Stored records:
--- START ---
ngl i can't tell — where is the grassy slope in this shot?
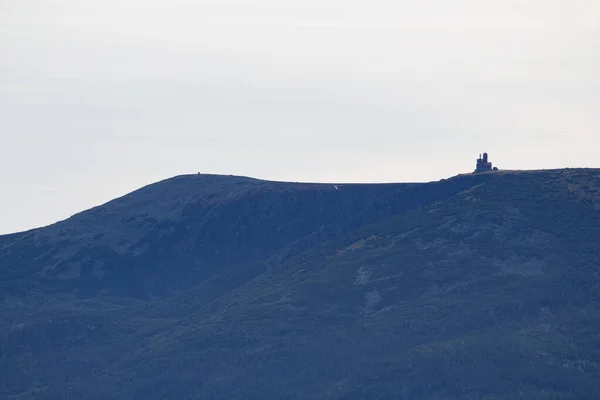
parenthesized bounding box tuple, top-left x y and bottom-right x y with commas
(1, 169, 600, 399)
(0, 173, 485, 301)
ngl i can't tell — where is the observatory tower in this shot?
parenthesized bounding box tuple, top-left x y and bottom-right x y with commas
(474, 152, 498, 173)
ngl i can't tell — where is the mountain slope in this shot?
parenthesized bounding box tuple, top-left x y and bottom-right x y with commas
(0, 173, 486, 300)
(1, 169, 600, 400)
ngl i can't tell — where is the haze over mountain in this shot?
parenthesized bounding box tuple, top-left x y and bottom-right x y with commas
(1, 167, 599, 399)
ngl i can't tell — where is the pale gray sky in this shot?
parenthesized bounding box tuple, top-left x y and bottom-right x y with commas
(1, 0, 599, 234)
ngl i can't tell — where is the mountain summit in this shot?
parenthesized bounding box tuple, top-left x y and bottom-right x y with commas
(1, 168, 600, 399)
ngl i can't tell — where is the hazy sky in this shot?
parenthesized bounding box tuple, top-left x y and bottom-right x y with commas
(1, 0, 599, 234)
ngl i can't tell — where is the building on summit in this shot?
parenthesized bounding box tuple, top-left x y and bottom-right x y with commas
(474, 152, 498, 173)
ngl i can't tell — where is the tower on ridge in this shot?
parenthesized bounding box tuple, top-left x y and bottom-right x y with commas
(474, 152, 497, 173)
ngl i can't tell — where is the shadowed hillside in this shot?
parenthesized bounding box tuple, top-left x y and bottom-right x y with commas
(0, 173, 486, 300)
(1, 168, 600, 399)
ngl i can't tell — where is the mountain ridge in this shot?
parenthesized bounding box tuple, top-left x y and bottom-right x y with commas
(1, 171, 493, 300)
(1, 167, 600, 399)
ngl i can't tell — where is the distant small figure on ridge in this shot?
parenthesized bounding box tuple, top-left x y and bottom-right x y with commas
(474, 152, 499, 173)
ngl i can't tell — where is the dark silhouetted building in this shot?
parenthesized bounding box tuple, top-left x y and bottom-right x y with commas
(474, 152, 498, 173)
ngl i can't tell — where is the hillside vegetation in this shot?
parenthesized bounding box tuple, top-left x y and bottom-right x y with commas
(1, 169, 599, 399)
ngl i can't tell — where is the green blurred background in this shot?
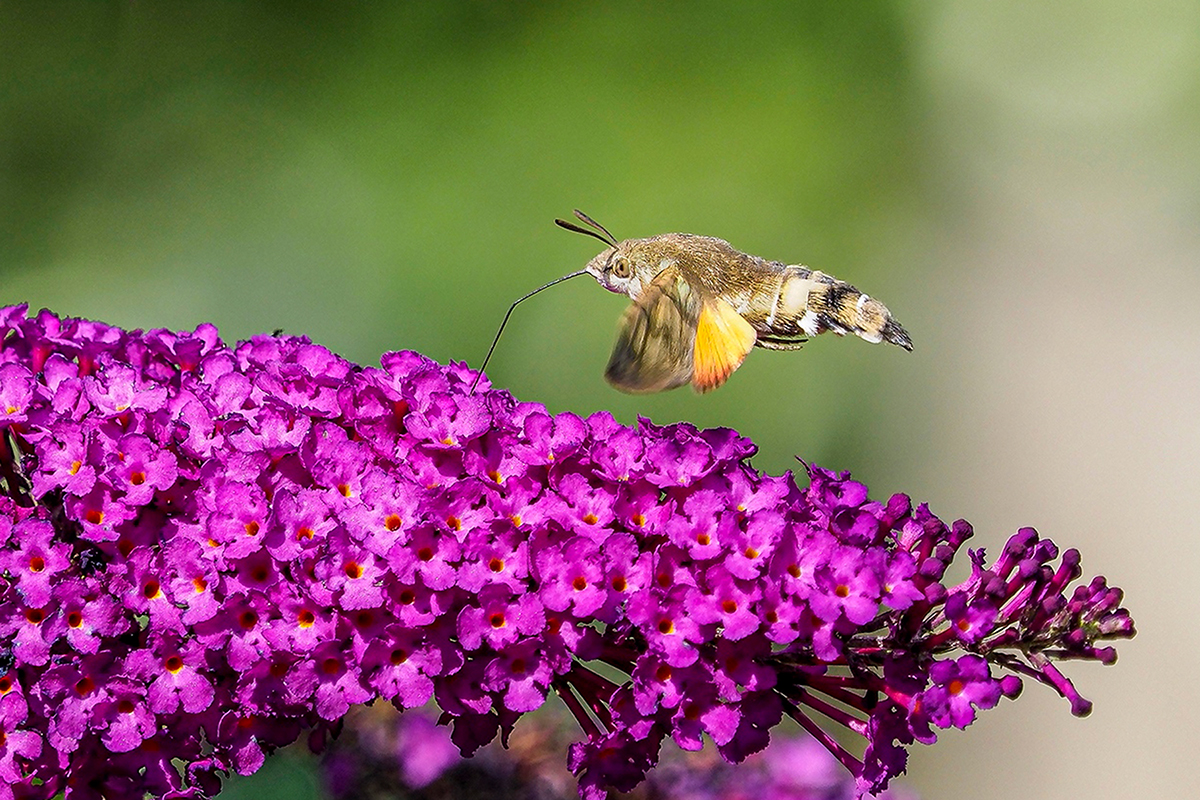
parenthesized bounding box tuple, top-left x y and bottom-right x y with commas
(3, 3, 1196, 799)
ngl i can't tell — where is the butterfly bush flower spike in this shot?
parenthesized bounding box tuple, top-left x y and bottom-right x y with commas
(0, 305, 1135, 799)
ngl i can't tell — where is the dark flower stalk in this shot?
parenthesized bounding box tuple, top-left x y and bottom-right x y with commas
(0, 305, 1134, 799)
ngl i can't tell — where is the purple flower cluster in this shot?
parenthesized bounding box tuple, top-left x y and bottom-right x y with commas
(325, 708, 467, 795)
(645, 733, 919, 800)
(325, 704, 918, 800)
(0, 305, 1135, 799)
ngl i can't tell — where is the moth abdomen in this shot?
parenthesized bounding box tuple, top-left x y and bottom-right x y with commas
(765, 268, 912, 351)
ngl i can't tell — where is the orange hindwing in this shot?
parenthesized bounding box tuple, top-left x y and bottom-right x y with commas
(692, 298, 757, 392)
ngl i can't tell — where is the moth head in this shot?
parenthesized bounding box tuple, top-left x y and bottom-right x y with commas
(555, 210, 662, 299)
(585, 243, 665, 298)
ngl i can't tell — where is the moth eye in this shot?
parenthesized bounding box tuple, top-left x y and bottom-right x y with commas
(611, 258, 631, 279)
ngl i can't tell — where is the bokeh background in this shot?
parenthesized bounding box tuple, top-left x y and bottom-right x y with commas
(3, 2, 1196, 798)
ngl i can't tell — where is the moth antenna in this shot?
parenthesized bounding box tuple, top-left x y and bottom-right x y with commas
(572, 209, 618, 246)
(555, 218, 617, 248)
(470, 270, 589, 394)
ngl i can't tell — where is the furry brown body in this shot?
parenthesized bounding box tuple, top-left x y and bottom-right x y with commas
(588, 233, 912, 354)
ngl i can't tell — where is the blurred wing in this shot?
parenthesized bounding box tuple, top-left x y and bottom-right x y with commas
(692, 296, 757, 392)
(605, 267, 699, 394)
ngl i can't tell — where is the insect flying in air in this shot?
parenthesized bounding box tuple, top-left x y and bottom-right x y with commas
(474, 210, 912, 394)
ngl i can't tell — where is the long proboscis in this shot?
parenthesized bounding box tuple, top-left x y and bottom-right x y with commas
(470, 270, 589, 394)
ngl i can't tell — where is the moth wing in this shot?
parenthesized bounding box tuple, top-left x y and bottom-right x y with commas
(605, 267, 700, 394)
(691, 296, 757, 393)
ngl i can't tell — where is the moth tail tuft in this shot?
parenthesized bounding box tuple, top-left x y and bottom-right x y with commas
(810, 282, 912, 351)
(882, 318, 913, 351)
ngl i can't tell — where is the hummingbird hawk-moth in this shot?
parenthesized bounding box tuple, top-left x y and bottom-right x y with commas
(475, 210, 912, 394)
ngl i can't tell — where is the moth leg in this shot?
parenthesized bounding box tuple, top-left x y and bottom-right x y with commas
(754, 337, 807, 351)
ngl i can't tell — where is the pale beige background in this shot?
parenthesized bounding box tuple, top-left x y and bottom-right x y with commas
(896, 4, 1198, 799)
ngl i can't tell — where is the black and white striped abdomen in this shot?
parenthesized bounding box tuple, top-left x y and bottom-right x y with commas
(755, 265, 912, 351)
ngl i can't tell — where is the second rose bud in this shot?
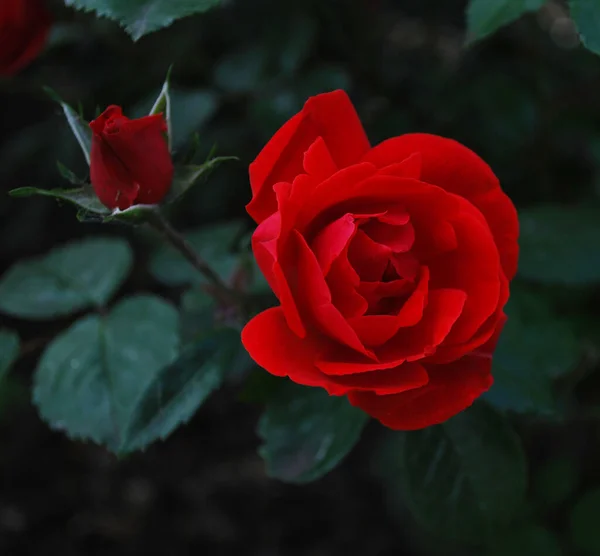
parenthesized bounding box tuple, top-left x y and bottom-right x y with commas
(89, 106, 173, 210)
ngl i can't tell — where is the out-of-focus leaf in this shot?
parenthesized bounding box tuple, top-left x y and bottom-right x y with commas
(0, 329, 20, 381)
(487, 525, 562, 556)
(570, 489, 600, 556)
(518, 205, 600, 284)
(569, 0, 600, 56)
(297, 65, 351, 99)
(9, 186, 110, 216)
(0, 237, 132, 319)
(44, 87, 92, 164)
(180, 286, 215, 343)
(121, 327, 240, 452)
(169, 90, 219, 149)
(466, 0, 546, 43)
(278, 15, 317, 75)
(484, 288, 581, 415)
(64, 0, 222, 41)
(179, 287, 253, 382)
(533, 457, 579, 510)
(33, 296, 179, 454)
(258, 382, 369, 483)
(56, 161, 85, 185)
(214, 46, 268, 94)
(164, 158, 238, 205)
(395, 403, 527, 543)
(149, 220, 245, 286)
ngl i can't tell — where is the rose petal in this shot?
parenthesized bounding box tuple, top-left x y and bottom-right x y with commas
(377, 288, 467, 362)
(311, 213, 357, 274)
(378, 152, 422, 179)
(247, 90, 371, 223)
(348, 266, 430, 346)
(291, 230, 373, 357)
(362, 219, 415, 253)
(327, 256, 369, 318)
(363, 134, 518, 279)
(430, 213, 501, 344)
(242, 307, 336, 390)
(303, 136, 338, 180)
(348, 352, 493, 430)
(242, 307, 422, 396)
(348, 229, 392, 281)
(328, 362, 429, 395)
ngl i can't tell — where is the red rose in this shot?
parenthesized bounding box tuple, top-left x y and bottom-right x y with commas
(242, 90, 519, 430)
(90, 106, 174, 210)
(0, 0, 52, 76)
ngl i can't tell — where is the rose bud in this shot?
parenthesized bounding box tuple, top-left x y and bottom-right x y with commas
(0, 0, 52, 76)
(89, 106, 174, 210)
(241, 90, 519, 431)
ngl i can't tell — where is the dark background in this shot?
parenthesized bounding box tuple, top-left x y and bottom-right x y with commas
(1, 0, 599, 554)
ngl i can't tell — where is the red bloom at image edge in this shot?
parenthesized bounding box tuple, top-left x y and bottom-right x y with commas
(241, 90, 519, 430)
(89, 106, 174, 210)
(0, 0, 52, 75)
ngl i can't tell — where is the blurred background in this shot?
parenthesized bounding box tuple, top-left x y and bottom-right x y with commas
(1, 0, 600, 554)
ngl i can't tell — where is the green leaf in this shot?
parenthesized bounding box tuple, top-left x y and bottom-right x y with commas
(214, 46, 268, 94)
(278, 15, 317, 75)
(298, 65, 351, 100)
(164, 157, 237, 205)
(0, 329, 20, 381)
(487, 525, 562, 556)
(258, 382, 369, 483)
(484, 289, 581, 415)
(44, 87, 92, 164)
(466, 0, 546, 43)
(149, 68, 173, 151)
(149, 220, 244, 287)
(180, 286, 215, 343)
(179, 287, 253, 382)
(169, 90, 219, 149)
(9, 186, 110, 216)
(56, 161, 85, 185)
(533, 457, 578, 510)
(518, 205, 600, 284)
(121, 327, 239, 452)
(64, 0, 222, 41)
(396, 403, 527, 543)
(569, 0, 600, 56)
(570, 489, 600, 556)
(33, 296, 179, 453)
(0, 237, 132, 319)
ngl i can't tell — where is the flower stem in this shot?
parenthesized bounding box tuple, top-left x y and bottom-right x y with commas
(147, 210, 238, 305)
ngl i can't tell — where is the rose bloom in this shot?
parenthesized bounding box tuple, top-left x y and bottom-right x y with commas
(89, 106, 173, 210)
(0, 0, 52, 75)
(242, 90, 518, 430)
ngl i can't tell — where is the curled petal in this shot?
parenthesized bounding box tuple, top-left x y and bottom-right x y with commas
(348, 353, 493, 430)
(247, 90, 371, 223)
(363, 134, 518, 279)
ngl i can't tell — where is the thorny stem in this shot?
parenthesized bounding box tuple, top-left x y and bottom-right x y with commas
(147, 209, 240, 307)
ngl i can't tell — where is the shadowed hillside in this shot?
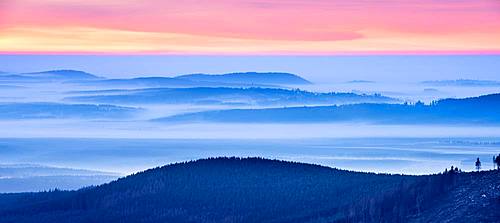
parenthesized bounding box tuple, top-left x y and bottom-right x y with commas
(157, 93, 500, 124)
(0, 157, 498, 222)
(66, 87, 396, 106)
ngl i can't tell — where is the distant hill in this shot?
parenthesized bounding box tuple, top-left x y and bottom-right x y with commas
(66, 87, 396, 106)
(46, 71, 310, 87)
(23, 70, 100, 79)
(0, 102, 140, 119)
(0, 164, 119, 193)
(0, 85, 24, 89)
(1, 70, 310, 86)
(346, 80, 375, 84)
(84, 76, 199, 87)
(0, 175, 118, 194)
(0, 74, 44, 82)
(421, 79, 500, 87)
(175, 72, 312, 85)
(156, 93, 500, 124)
(81, 76, 276, 88)
(0, 157, 497, 223)
(0, 164, 118, 178)
(0, 70, 100, 82)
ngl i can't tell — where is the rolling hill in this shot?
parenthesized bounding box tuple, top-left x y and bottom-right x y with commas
(80, 76, 279, 88)
(2, 70, 311, 87)
(75, 72, 311, 88)
(0, 164, 119, 193)
(66, 87, 397, 106)
(0, 102, 140, 119)
(0, 70, 100, 82)
(0, 157, 497, 223)
(175, 72, 312, 85)
(79, 76, 218, 88)
(22, 70, 100, 80)
(156, 93, 500, 124)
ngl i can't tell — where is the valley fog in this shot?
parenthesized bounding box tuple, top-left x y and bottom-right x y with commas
(1, 60, 499, 192)
(1, 137, 498, 176)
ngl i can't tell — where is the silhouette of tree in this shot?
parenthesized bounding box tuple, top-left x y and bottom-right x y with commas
(494, 154, 500, 170)
(475, 158, 481, 171)
(495, 156, 497, 170)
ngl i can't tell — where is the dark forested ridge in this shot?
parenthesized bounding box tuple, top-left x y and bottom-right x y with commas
(67, 87, 396, 106)
(158, 93, 500, 124)
(0, 157, 498, 223)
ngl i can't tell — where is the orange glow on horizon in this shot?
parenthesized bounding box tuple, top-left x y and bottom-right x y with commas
(1, 0, 499, 54)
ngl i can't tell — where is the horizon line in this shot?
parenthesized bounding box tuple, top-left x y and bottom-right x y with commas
(1, 50, 500, 56)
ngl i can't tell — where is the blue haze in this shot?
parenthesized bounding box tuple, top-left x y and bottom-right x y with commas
(1, 55, 500, 83)
(1, 55, 500, 192)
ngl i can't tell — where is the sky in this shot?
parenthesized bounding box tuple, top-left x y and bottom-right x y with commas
(1, 0, 500, 54)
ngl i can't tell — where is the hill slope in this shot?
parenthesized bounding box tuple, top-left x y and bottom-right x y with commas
(0, 157, 498, 222)
(408, 171, 500, 222)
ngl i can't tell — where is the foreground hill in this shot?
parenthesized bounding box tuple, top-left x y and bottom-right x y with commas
(409, 170, 500, 222)
(67, 87, 396, 106)
(0, 157, 498, 222)
(157, 93, 500, 124)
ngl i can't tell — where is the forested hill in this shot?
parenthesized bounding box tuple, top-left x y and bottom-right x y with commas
(0, 157, 498, 223)
(67, 87, 396, 106)
(0, 70, 100, 81)
(158, 93, 500, 123)
(175, 72, 312, 85)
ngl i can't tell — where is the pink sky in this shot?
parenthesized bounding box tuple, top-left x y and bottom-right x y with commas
(1, 0, 500, 54)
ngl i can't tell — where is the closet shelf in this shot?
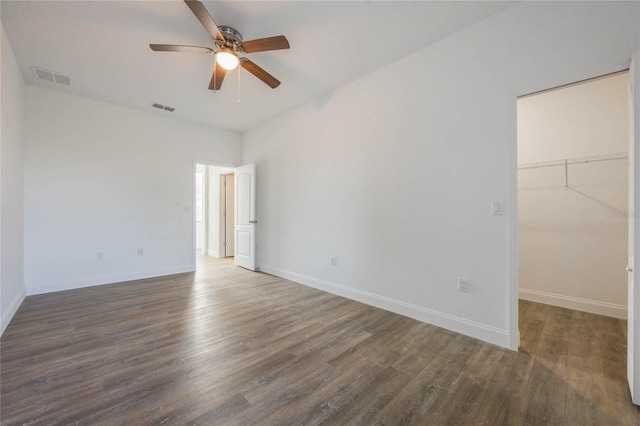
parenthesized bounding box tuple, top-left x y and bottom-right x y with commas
(518, 152, 628, 191)
(518, 152, 628, 170)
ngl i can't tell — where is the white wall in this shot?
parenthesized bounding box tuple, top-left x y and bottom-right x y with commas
(518, 73, 629, 318)
(24, 86, 241, 294)
(206, 167, 219, 257)
(195, 163, 205, 251)
(518, 74, 629, 162)
(242, 1, 640, 347)
(1, 24, 27, 334)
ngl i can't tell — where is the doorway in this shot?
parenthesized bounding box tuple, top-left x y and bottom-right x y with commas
(194, 163, 234, 269)
(220, 173, 235, 258)
(513, 71, 633, 403)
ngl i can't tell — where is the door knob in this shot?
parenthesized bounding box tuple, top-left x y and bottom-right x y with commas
(627, 266, 633, 273)
(249, 220, 258, 224)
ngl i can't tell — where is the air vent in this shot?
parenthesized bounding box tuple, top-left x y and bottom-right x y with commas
(34, 68, 54, 82)
(54, 74, 71, 86)
(31, 66, 71, 86)
(150, 103, 176, 112)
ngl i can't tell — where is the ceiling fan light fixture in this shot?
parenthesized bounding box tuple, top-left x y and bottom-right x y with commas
(150, 1, 289, 91)
(215, 48, 239, 71)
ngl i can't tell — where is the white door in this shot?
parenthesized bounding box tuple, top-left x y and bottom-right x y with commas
(224, 174, 235, 257)
(628, 51, 640, 405)
(234, 164, 256, 271)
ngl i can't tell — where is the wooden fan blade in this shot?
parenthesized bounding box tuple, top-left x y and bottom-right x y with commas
(208, 63, 227, 91)
(150, 44, 213, 54)
(241, 35, 290, 53)
(184, 0, 224, 41)
(241, 59, 280, 88)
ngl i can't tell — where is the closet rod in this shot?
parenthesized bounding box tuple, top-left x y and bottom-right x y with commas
(518, 152, 628, 170)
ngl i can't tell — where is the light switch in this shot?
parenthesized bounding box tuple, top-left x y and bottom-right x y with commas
(492, 200, 504, 216)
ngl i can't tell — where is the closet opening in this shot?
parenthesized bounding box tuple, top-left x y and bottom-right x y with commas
(517, 71, 629, 318)
(516, 70, 630, 388)
(512, 71, 633, 400)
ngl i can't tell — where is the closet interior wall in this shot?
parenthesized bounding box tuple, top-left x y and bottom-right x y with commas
(517, 72, 629, 318)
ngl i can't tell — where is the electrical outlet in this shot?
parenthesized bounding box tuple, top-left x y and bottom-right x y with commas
(96, 252, 104, 261)
(137, 248, 144, 256)
(330, 256, 338, 266)
(457, 277, 469, 292)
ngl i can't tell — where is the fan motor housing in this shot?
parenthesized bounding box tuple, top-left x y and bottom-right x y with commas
(218, 26, 243, 44)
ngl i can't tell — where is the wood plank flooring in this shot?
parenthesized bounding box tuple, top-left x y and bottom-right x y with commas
(1, 255, 639, 425)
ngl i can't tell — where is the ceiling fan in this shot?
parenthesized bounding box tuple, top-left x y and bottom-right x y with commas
(150, 0, 290, 91)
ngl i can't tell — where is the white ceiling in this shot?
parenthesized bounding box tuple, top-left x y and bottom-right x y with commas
(1, 1, 515, 133)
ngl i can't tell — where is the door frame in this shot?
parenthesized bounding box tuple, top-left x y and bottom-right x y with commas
(628, 52, 640, 403)
(219, 172, 235, 258)
(507, 90, 519, 351)
(191, 160, 237, 271)
(507, 64, 640, 402)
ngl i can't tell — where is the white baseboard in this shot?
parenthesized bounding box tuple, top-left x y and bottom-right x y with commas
(1, 286, 26, 336)
(27, 265, 194, 296)
(258, 263, 510, 348)
(519, 288, 627, 319)
(207, 249, 220, 258)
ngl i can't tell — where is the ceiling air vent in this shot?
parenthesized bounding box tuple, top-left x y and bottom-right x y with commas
(54, 74, 71, 85)
(151, 103, 176, 112)
(31, 66, 71, 86)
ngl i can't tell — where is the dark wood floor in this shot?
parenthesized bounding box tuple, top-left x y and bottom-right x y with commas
(1, 256, 639, 425)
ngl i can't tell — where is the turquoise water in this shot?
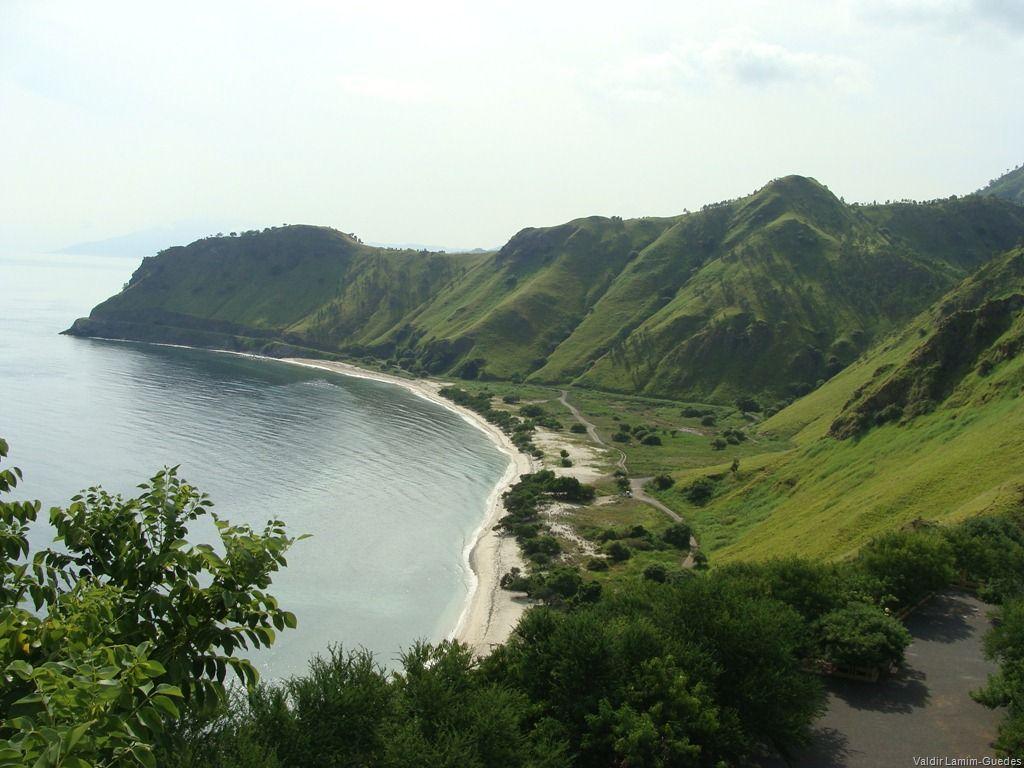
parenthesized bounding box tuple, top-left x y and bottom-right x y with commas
(0, 253, 509, 678)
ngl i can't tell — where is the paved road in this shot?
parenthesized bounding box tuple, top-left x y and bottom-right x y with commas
(766, 591, 1000, 768)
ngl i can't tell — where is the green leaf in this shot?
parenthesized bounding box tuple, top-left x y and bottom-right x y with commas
(151, 695, 179, 719)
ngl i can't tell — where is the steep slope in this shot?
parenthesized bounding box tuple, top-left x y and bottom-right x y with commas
(68, 178, 1024, 402)
(658, 246, 1024, 562)
(979, 163, 1024, 205)
(565, 178, 1024, 401)
(67, 226, 488, 355)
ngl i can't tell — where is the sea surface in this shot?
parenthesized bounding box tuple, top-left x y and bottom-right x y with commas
(0, 252, 509, 678)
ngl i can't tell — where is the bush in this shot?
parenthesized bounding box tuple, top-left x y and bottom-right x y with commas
(684, 478, 716, 505)
(559, 449, 569, 458)
(559, 457, 573, 468)
(735, 397, 762, 413)
(502, 394, 521, 404)
(817, 603, 911, 671)
(641, 434, 662, 446)
(520, 404, 546, 418)
(974, 599, 1024, 755)
(605, 541, 632, 562)
(663, 523, 693, 550)
(611, 432, 630, 443)
(643, 564, 669, 583)
(652, 474, 675, 491)
(569, 424, 587, 434)
(856, 530, 955, 609)
(586, 558, 610, 572)
(710, 438, 728, 451)
(701, 414, 717, 427)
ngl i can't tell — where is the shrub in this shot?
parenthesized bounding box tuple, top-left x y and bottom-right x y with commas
(569, 424, 587, 434)
(586, 558, 609, 572)
(710, 438, 728, 451)
(520, 404, 546, 418)
(502, 394, 521, 404)
(605, 541, 632, 562)
(856, 530, 956, 609)
(560, 457, 573, 468)
(684, 478, 715, 505)
(663, 523, 693, 550)
(559, 449, 569, 458)
(652, 474, 675, 491)
(611, 432, 630, 443)
(701, 415, 717, 427)
(817, 603, 911, 671)
(641, 434, 662, 446)
(643, 564, 669, 583)
(735, 397, 762, 413)
(974, 599, 1024, 755)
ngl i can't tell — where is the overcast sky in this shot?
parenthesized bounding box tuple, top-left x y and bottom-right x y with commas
--- END ---
• _ASSIGNMENT_:
Show the lines above that have the word "mountain".

• _RESPONSE_:
ngl i can't tell — where is the mountain slope in this shot?
ngl i can't tell — where is the haze over mountain in this shot?
ngl i can't tell — where is the mountain summit in this shot?
ngl i can't tell — where is the mountain ridge in this shot?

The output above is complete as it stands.